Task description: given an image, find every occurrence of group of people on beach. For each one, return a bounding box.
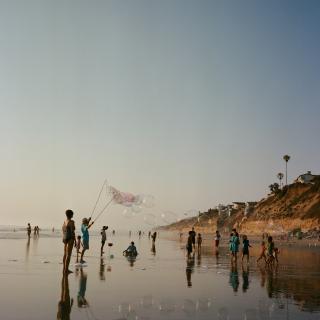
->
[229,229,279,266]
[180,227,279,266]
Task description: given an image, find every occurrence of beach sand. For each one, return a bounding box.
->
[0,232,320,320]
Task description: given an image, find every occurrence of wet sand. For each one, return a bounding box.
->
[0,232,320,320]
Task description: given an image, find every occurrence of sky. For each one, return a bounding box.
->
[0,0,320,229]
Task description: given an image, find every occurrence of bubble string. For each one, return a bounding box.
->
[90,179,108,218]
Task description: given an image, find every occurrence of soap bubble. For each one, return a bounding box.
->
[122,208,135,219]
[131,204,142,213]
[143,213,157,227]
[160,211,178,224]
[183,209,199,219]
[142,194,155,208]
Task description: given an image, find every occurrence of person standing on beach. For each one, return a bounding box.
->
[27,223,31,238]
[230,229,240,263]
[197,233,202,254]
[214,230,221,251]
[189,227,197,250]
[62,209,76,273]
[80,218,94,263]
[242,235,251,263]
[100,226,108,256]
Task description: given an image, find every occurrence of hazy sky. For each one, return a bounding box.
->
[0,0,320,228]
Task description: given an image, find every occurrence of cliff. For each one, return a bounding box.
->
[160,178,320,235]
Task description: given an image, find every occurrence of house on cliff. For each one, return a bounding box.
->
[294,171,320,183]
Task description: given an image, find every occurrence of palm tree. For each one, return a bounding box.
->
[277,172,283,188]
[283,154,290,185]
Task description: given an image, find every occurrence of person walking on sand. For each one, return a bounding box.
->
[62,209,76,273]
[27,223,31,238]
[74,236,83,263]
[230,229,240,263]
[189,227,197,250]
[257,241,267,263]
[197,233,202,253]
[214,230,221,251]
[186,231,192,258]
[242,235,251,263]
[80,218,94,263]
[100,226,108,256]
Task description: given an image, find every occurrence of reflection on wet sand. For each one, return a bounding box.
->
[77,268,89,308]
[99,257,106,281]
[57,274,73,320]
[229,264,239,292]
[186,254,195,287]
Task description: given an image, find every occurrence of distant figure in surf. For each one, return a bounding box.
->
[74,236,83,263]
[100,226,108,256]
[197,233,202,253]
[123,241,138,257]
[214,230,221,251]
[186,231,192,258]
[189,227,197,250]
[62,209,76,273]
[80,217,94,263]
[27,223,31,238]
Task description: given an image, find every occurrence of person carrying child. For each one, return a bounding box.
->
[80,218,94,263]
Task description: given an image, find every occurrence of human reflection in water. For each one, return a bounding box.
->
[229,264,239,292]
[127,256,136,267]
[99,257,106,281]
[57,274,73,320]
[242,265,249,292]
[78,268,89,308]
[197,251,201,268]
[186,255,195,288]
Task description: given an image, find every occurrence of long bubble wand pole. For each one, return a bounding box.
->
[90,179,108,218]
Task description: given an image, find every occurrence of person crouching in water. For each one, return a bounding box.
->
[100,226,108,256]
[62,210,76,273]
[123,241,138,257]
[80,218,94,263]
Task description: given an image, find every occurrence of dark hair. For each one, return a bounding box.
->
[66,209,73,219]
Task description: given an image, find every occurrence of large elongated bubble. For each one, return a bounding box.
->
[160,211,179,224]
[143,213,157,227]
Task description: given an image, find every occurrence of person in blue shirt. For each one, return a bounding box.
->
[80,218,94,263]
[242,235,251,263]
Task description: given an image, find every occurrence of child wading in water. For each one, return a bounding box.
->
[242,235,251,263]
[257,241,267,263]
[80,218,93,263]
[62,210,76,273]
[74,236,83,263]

**GOAL:** Render every line of the listing above as a numbered list, skipping blank lines and leaving out the pictures.

**COMPLETED TASK:**
1. Task description: given an image, find every occurrence of group of people on beach. For each one, return a bounding box.
2. ->
3. [229,229,279,266]
4. [180,227,279,266]
5. Task description: given an image, find every occurrence of beach sand. For each one, return a bounding box.
6. ->
7. [0,232,320,320]
8. Task description: given an image, find every occurrence of wet sand. For each one, return a bounding box.
9. ->
10. [0,232,320,320]
11. Task description: given an image, find every occurrence of sky. For each one, return a bounding box.
12. ->
13. [0,0,320,229]
14. Task description: given an image, find every occurrence of bubble string. For each one, return a bounding box.
15. ->
16. [90,179,108,218]
17. Task description: given an image, find every occurrence of soap bubble. For each one, return a bounding box.
18. ->
19. [122,208,135,219]
20. [131,204,142,213]
21. [143,213,157,227]
22. [160,211,178,224]
23. [183,209,199,219]
24. [142,194,155,208]
25. Task description: given an image, find every occurrence of person standing on beach. For each one, return a bounding box.
26. ->
27. [27,223,31,238]
28. [230,229,240,263]
29. [197,233,202,254]
30. [214,230,221,251]
31. [189,227,197,250]
32. [62,209,76,273]
33. [80,218,94,263]
34. [242,235,251,263]
35. [100,226,108,256]
36. Task description: given an image, find every occurrence of hazy sky. For each one, return a bounding box.
37. ->
38. [0,0,320,228]
39. Task description: given an image, find every occurrence of cliff. For each one, return a bounding box.
40. ->
41. [160,178,320,235]
42. Task description: given an image, find every occurrence of house on cliff. For each one, return a bounding box.
43. ->
44. [294,171,320,183]
45. Task description: given an image, find every occurrence of palm tree. For each one, return a bounding box.
46. ->
47. [277,172,283,188]
48. [283,154,290,185]
49. Task description: given an image, find every occurrence of person walking on sand. For each one, return a bounding box.
50. ->
51. [62,209,76,273]
52. [27,223,31,238]
53. [74,236,83,263]
54. [230,229,240,263]
55. [189,227,197,250]
56. [257,241,267,263]
57. [197,233,202,253]
58. [214,230,221,251]
59. [186,231,192,258]
60. [242,235,251,263]
61. [80,218,94,263]
62. [100,226,108,256]
63. Task description: given an image, find every occurrence of reflection on wet sand. For each one, return a bounding box.
64. ->
65. [77,268,89,308]
66. [99,257,106,281]
67. [57,274,73,320]
68. [229,264,239,292]
69. [186,254,195,287]
70. Task description: given an image, find every occurrence of distant figure in surf. For each one, return a bounding box.
71. ->
72. [74,236,83,263]
73. [100,226,108,256]
74. [197,233,202,253]
75. [123,241,138,257]
76. [214,230,221,251]
77. [186,231,192,258]
78. [189,227,197,250]
79. [62,209,76,273]
80. [80,217,94,263]
81. [27,223,31,238]
82. Task description: given an image, find every occurrence of person carrying child. For each one, return a bounding box.
83. ->
84. [80,218,94,263]
85. Task description: given an image, find every occurrence of human reflection in water. For each one, return a bounding box.
86. ->
87. [229,264,239,292]
88. [127,256,136,267]
89. [99,257,106,281]
90. [57,274,73,320]
91. [242,265,249,292]
92. [78,268,89,308]
93. [197,251,201,268]
94. [186,255,195,288]
95. Task description: given an image, find every occurrence of long bubble wand pole. For each one, return a bounding box.
96. ->
97. [90,179,108,218]
98. Task description: given an image, find every occurrence of person crouching in water. For each one, return a bounding box.
99. ->
100. [100,226,108,256]
101. [62,210,76,273]
102. [123,241,138,257]
103. [80,218,94,263]
104. Task description: given an image, find every occurrence of dark hair. For each one, return a bounding box.
105. ->
106. [66,209,73,219]
107. Task description: given an image, find every occurrence of large elongated bubble. For each one, return a bounding box.
108. ->
109. [160,211,179,224]
110. [143,213,157,227]
111. Task description: given an image, find every occurrence of person in blue shirt. For each one, return a bounding box.
112. ->
113. [80,218,94,263]
114. [242,235,251,263]
115. Task description: given an image, find every occurrence of child wading in water. For each one, return a bounding box.
116. ->
117. [242,235,251,263]
118. [257,241,267,263]
119. [80,218,93,263]
120. [62,210,76,273]
121. [74,236,83,263]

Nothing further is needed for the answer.